>>>

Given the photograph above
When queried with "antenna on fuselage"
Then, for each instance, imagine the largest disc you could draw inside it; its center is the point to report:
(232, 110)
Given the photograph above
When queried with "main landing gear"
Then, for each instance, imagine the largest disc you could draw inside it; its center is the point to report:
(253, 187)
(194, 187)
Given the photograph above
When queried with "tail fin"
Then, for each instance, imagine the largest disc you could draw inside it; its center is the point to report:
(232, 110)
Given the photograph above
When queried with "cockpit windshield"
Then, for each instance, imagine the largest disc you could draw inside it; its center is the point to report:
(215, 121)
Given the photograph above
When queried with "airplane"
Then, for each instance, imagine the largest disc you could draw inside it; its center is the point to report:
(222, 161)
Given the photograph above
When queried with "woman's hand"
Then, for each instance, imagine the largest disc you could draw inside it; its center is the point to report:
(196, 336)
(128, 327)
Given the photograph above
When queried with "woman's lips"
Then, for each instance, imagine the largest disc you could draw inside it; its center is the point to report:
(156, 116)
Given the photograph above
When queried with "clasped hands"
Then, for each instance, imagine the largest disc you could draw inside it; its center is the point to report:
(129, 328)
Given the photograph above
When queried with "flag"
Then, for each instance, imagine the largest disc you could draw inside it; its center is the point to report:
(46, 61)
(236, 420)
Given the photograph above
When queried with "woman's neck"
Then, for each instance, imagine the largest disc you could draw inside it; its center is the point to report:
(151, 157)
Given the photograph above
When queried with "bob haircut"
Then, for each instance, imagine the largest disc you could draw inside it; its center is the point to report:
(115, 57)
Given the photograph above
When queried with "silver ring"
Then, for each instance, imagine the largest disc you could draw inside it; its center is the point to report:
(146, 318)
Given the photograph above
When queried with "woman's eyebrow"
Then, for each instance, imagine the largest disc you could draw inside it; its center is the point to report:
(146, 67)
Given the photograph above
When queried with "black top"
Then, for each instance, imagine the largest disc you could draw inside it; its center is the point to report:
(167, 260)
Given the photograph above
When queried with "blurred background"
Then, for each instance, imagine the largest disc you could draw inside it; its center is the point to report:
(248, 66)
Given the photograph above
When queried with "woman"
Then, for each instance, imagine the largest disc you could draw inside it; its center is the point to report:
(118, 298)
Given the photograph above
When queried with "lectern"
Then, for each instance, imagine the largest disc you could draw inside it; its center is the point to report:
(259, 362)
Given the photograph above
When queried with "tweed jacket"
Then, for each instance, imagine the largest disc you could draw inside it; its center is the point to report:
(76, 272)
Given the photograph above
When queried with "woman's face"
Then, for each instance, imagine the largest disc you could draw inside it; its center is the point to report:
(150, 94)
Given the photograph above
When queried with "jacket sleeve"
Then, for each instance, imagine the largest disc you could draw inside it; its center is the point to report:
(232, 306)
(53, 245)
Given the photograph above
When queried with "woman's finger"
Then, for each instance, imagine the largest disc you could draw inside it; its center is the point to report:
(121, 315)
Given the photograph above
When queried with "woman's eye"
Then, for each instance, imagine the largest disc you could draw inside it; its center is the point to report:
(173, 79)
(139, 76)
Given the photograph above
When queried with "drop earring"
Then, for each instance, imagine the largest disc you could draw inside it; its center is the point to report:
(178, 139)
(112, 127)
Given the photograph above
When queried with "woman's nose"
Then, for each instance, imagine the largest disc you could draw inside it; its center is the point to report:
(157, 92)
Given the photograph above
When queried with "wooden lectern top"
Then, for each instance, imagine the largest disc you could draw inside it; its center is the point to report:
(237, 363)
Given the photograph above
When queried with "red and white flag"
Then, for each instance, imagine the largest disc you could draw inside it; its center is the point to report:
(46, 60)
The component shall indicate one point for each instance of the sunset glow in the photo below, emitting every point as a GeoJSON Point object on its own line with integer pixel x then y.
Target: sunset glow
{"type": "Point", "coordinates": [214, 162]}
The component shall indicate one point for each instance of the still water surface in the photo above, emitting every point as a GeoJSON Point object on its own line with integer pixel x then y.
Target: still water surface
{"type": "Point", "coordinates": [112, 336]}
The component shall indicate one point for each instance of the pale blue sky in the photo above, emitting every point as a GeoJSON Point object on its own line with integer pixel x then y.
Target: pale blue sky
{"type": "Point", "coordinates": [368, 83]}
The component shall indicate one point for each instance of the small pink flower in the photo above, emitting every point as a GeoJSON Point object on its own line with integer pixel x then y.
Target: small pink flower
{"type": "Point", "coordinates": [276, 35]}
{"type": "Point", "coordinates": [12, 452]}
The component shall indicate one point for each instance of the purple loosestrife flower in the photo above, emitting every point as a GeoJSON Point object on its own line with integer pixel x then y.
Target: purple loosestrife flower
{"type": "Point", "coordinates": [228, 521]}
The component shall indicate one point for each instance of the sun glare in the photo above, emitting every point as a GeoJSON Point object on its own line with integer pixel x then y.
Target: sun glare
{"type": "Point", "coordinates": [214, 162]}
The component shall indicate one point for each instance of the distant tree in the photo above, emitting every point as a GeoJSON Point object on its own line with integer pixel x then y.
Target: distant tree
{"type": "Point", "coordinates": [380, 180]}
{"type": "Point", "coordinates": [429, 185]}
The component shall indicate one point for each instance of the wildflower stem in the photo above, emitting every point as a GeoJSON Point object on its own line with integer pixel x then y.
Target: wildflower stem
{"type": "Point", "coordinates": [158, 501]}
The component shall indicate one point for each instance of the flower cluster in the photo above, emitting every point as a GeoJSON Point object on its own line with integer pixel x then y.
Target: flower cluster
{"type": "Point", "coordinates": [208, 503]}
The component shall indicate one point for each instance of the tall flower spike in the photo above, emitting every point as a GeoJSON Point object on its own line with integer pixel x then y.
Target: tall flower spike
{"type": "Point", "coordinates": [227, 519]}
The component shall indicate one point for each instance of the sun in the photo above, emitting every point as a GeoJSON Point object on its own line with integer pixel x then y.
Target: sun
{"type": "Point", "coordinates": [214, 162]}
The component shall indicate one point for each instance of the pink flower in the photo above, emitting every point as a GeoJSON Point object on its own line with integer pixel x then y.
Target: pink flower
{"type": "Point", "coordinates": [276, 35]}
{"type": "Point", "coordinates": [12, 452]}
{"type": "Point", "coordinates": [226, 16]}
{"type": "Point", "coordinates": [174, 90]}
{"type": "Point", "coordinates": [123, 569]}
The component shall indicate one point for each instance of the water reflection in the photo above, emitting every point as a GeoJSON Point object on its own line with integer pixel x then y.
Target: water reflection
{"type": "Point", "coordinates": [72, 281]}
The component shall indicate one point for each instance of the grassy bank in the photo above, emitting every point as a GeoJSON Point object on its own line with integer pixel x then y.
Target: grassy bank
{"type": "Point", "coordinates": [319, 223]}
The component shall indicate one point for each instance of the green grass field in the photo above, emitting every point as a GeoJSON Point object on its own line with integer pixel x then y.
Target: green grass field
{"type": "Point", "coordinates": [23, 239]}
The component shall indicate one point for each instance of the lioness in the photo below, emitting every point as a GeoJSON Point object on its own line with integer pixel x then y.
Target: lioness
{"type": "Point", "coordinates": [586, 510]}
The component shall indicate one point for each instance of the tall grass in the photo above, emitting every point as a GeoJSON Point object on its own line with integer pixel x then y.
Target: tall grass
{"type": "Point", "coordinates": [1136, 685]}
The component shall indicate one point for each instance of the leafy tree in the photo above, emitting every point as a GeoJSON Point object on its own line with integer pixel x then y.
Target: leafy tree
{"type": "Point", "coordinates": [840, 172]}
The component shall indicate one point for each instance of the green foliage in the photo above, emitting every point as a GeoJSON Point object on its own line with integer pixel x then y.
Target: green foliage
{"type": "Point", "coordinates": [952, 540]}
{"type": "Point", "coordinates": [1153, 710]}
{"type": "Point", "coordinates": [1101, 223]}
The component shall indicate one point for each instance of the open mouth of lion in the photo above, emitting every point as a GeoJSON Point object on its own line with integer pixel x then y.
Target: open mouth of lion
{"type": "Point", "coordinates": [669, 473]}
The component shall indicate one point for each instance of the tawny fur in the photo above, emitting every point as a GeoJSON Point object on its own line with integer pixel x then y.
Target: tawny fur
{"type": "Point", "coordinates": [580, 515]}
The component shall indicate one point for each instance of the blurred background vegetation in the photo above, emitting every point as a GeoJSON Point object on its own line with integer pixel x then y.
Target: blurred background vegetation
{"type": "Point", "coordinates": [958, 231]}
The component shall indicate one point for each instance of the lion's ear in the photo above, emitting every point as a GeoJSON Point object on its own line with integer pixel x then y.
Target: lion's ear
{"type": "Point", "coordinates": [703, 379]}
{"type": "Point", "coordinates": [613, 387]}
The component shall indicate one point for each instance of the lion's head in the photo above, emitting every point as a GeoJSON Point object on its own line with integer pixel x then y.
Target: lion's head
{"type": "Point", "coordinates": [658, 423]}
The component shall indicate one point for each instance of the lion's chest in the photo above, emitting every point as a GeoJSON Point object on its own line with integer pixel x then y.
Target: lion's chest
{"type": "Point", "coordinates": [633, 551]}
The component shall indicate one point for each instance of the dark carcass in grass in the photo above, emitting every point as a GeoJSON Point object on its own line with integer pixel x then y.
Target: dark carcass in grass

<<<

→ Task requirements
Repeat precisely the lines of the data starting at the one containing "of the blurred", last line included.

→ Exercise answer
The component shall indicate one point for each instance of the blurred background vegetation in the photo above, emitting every point as a GeoJSON Point object on its own line with integer pixel x then y.
Target: blurred background vegetation
{"type": "Point", "coordinates": [958, 231]}
The component shall indicate one point for each instance of the lion's ear in the photo above, emitting every point as a GeoJSON Point object on its own line with integer pixel x then y.
Target: lion's ear
{"type": "Point", "coordinates": [703, 379]}
{"type": "Point", "coordinates": [613, 387]}
The component shall indicate one point for each instance of the lion's head in the photo above, emitting every point as a GeoJSON Point object on its own line with integer pixel x then y.
Target: lion's head
{"type": "Point", "coordinates": [658, 423]}
The component shall indicate one point for each instance of the lion's chest in the photo above, emitting every point as a GeoJSON Point object on its own line with integer pixel x then y.
Target: lion's chest
{"type": "Point", "coordinates": [633, 551]}
The component shall indicate one point for each instance of the dark carcass in grass in the photo above, emitting every point as a GeoJSON Point object on its own line with integer pixel x then y.
Target: dark carcass in grass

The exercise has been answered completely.